# [Document passage]

Treating HIV earlier cuts risk of death drastically

Toronto, April 15 (Inditop) Initiating anti-HIV treatment early on could cut the risk of death by up to 94 percent, according to a study.

The study said treatment should start as early as possible, which has always seemed to apply to most diseases except HIV-AIDS, which is only treated once a certain number of immune or white blood cells called CD4+ cells have disappeared.

The results of the study, which involved the team of Marina Klein of the Research Institute of the McGill University Health Centre, run contrary to this consensus.

The findings, based on an analysis of data from 17,517 patients between 1996 and 2005, show that the risk of death in seropositive patients decreases by 69-94 percent if they start treatment earlier than officially recommended.

Seropositivity is development of neutralising antibodies in individuals who have been exposed to the human immunodeficiency virus (HIV).

More precisely, the risk of death decreases by 94 percent for patients who begin anti-HIV treatment when their CD4+ cell counts are above 500 cells per mm compared with those who start with a count below 500.

Patients who begin treatment with a CD4+ cell count between 350 and 500 cells per mm see their risk of death reduced by 69 percent compared with those who begin at a lower count of 350.

“The official guidelines recommend starting anti-HIV treatment when the patient’s CD4+ cell count is less than 350 cells per mm. This recommendation was formulated from data based on older medications that produced more side effects than current treatments,” explained Klein.

“Current therapies cause fewer side-effects, are better tolerated and more effective so we can safely start treating patients earlier.”

This study is the first of its scope to measure the risk of death based on the progress of infection at the start of treatment. The information was drawn from a number of databases in North America, including one managed by Klein at the Montreal Chest Institute, said a McGill release.

This study was recently published in the New England Journal of Medicine.

# [Directions for this task]
Copy the HIV treatment article from "The results of" to "immunodeficiency virus (HIV).", inclusive, substituting "neutralizing" for "neutralising".

# [Dataset]

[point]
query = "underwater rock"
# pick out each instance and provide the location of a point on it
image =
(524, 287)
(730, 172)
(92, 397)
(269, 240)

# [Exercise result]
The results of the study, which involved the team of Marina Klein of the Research Institute of the McGill University Health Centre, run contrary to this consensus.

The findings, based on an analysis of data from 17,517 patients between 1996 and 2005, show that the risk of death in seropositive patients decreases by 69-94 percent if they start treatment earlier than officially recommended.

Seropositivity is development of neutralizing antibodies in individuals who have been exposed to the human immunodeficiency virus (HIV).